GOAL OF THE EXERCISE:
Which lines run from the line containing "the arched window?" through the end of the records below? Reproduce them exactly, and nothing else.

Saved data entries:
——
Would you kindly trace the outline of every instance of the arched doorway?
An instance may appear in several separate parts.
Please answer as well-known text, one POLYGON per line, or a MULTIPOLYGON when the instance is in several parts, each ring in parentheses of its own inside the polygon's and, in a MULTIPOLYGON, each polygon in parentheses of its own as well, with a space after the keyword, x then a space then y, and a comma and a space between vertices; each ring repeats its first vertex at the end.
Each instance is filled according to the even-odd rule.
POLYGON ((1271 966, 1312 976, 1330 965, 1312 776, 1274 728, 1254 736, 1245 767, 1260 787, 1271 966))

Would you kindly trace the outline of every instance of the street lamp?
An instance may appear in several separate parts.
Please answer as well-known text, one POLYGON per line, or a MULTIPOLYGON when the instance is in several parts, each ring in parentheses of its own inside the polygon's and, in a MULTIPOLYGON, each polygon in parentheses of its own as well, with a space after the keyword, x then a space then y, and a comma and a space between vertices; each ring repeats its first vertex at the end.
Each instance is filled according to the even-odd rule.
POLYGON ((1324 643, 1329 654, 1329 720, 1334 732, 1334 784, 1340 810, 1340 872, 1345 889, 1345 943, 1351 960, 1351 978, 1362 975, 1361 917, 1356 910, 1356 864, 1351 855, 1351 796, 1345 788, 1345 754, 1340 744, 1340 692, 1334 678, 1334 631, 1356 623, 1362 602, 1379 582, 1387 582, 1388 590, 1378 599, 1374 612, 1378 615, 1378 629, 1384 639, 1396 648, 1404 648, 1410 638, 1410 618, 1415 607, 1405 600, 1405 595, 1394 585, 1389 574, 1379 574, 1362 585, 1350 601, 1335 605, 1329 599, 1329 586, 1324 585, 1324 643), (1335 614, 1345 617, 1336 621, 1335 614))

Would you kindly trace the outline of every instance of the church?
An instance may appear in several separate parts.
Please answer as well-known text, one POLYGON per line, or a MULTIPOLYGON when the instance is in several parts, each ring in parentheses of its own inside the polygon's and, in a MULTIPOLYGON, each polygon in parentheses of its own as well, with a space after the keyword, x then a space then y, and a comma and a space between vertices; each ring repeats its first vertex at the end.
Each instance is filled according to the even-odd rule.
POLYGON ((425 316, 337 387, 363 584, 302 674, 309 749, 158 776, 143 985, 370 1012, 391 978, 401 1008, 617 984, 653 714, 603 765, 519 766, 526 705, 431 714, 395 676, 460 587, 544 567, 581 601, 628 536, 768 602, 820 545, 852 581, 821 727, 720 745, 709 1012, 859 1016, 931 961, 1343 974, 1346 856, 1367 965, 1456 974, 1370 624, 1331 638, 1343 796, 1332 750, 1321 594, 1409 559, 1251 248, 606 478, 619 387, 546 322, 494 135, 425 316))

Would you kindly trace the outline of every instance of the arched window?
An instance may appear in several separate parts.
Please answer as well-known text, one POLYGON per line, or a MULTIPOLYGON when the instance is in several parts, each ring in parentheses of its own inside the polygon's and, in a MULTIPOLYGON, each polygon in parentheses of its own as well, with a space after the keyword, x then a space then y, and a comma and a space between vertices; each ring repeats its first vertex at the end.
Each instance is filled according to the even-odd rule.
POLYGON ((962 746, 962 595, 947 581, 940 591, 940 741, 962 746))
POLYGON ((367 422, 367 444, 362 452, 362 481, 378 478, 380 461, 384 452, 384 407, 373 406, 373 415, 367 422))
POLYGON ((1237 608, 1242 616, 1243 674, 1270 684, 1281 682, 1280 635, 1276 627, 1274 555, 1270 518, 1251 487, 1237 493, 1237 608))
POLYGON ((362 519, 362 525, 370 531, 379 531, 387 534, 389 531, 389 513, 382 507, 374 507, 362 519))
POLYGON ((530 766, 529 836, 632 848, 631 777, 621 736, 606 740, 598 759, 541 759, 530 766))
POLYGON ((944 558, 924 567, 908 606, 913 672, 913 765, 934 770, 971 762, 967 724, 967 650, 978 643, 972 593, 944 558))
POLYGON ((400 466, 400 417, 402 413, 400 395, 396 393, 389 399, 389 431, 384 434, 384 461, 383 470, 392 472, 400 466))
——
EXERCISE OUTPUT:
Would you kindly trace the outline of every instance of the arched window?
An instance may appear in several separate parts.
Please answer as well-known text, one POLYGON per line, or a MULTIPOLYGON when the instance is in several parts, each ring in parentheses of its own inside the polygon's and, in a MULTIPOLYGON, each polygon in parentheses of its own as well, with a space after the keyword, x then a space then y, and a comma and a space between vertices; each ring repeats its first vertex at the end.
Each instance is filled according to the even-odd rule.
POLYGON ((962 746, 962 595, 947 581, 940 591, 940 741, 962 746))
POLYGON ((367 422, 367 444, 362 452, 362 481, 378 478, 380 461, 384 452, 384 407, 373 406, 373 415, 367 422))
POLYGON ((1237 608, 1242 616, 1243 674, 1270 684, 1281 682, 1280 635, 1276 627, 1274 555, 1270 518, 1251 487, 1237 493, 1237 608))
POLYGON ((362 519, 362 525, 370 531, 379 531, 387 534, 389 531, 389 513, 382 507, 374 507, 362 519))
POLYGON ((530 766, 529 836, 632 848, 631 777, 621 736, 606 740, 598 759, 541 759, 530 766))
POLYGON ((944 558, 924 567, 908 606, 913 672, 913 765, 934 770, 971 762, 967 724, 967 650, 978 643, 972 593, 944 558))
POLYGON ((400 466, 400 417, 402 413, 400 395, 396 393, 389 399, 389 431, 384 434, 384 461, 383 470, 392 472, 400 466))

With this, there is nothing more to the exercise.